(Text shown):
Distributions in Excel

The properties of binomial and normal distributions are well-documented in statistics books, and they are tabulated in computer software like Excel, too.

We will continue our introduction to Excel by looking at ways to display distributions. If you are already comfortable using Excel, there are several steps you will be able to skim or even skip. If you are not familiar with basic Excel features, each step should be followed. Either way, you should feel free to experiment with different features. You can't break the computer by entering a strange function or clicking on an unknown button, and none of the data we are working with here is critical. Sometimes playing around with buttons and menu items is the best way to learn about software.

Graphing

The first feature of Excel to get used to is its ability to make graphs. Unfortunately, Excel was originally meant as a business software program, and many of its graphing features do not yet live up to the expectations of most scientists and statisticians. But you can still do quite a bit.

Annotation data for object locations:
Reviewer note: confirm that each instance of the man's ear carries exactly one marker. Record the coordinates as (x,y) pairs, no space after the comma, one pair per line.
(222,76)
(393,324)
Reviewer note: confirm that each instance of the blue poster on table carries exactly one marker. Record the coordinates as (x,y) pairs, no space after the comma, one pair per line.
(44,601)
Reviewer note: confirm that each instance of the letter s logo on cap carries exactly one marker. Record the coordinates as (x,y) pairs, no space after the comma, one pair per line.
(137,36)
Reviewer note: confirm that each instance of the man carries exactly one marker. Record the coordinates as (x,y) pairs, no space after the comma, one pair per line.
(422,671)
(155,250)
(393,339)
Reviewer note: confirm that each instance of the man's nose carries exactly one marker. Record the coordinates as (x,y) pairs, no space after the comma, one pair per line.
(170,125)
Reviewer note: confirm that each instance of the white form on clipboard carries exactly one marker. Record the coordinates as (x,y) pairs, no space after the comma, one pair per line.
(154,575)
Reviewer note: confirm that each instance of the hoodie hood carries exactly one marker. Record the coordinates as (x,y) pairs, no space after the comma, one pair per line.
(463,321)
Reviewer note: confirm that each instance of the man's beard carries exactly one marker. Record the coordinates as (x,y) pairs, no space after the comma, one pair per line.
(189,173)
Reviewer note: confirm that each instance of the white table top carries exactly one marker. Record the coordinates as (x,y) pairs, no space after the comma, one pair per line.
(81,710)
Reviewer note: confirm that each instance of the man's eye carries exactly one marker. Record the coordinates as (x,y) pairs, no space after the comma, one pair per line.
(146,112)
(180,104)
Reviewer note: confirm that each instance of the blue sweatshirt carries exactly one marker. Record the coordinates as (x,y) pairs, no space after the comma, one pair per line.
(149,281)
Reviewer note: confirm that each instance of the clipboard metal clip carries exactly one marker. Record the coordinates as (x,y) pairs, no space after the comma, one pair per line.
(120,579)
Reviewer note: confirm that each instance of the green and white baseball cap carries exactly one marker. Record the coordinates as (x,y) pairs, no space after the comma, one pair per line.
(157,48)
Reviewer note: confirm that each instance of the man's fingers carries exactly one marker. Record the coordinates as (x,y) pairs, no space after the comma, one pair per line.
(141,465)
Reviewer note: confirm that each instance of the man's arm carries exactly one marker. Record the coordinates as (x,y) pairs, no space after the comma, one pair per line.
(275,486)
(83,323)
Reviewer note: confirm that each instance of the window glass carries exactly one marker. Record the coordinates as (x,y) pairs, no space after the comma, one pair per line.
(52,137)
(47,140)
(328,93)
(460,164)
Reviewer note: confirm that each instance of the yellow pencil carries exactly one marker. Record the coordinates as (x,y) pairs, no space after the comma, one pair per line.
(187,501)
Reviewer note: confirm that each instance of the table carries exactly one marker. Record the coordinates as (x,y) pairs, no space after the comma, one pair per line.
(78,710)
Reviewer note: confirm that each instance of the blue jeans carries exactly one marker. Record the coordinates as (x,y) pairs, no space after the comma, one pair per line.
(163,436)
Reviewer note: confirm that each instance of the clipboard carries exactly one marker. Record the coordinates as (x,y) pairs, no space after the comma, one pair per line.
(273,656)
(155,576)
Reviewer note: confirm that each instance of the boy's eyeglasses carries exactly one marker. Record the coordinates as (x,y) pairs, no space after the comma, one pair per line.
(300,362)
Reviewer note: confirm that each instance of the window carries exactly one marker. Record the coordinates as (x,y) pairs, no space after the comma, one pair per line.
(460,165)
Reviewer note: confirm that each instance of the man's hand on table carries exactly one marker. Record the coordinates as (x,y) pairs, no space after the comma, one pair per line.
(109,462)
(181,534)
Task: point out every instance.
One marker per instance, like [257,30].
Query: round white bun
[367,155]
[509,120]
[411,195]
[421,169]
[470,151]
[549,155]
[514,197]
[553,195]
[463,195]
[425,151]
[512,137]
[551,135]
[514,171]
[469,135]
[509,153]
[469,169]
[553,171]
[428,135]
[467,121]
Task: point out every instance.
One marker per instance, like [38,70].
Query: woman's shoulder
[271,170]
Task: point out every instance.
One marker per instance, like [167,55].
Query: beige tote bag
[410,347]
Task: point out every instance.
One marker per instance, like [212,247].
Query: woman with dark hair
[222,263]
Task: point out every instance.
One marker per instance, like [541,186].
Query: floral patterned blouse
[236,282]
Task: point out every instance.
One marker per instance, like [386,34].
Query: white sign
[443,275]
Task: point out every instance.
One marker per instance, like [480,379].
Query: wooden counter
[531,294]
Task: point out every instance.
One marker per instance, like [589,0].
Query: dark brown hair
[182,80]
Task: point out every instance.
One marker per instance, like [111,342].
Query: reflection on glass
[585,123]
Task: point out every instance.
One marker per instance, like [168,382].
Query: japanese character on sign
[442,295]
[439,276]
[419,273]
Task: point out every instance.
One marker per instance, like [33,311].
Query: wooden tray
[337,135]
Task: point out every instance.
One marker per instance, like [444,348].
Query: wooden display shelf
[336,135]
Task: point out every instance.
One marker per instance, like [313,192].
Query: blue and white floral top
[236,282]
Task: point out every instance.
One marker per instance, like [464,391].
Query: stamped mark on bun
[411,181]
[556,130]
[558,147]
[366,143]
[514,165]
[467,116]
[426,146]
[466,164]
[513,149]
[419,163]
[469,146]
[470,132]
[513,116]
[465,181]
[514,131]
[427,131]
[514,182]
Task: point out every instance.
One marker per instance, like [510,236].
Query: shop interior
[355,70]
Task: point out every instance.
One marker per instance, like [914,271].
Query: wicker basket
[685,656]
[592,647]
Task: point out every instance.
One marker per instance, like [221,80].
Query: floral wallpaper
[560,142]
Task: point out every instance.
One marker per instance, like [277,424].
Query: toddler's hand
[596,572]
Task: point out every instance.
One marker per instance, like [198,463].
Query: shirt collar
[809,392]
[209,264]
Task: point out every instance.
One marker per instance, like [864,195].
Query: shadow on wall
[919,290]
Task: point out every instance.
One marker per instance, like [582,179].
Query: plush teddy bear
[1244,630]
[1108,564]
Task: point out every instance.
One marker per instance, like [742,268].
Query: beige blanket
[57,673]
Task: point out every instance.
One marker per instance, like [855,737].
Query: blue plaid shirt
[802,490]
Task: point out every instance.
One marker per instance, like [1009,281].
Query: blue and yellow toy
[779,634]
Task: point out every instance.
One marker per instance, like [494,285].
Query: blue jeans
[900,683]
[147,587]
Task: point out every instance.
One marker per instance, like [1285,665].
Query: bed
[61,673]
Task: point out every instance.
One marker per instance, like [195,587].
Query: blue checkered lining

(Exercises to complete):
(1) According to the text on distributions in Excel, what kind of program was Excel originally meant to be?
(2) Rewrite the paragraph of the Excel distributions text that begins "We will continue our introduction to Excel" as a short bulleted list that keeps its main facts.
Rely only on the text about distributions in Excel.

(Results for the exercise):
(1) A business software program.

(2)
- The introduction to Excel continues with ways to display distributions.
- Readers comfortable with Excel can skim or skip several steps; those unfamiliar with basic features should follow each step.
- Experimenting with features is encouraged: strange functions or unknown buttons can't break the computer, and none of the data is critical.
- Playing with buttons and menu items is sometimes the best way to learn software.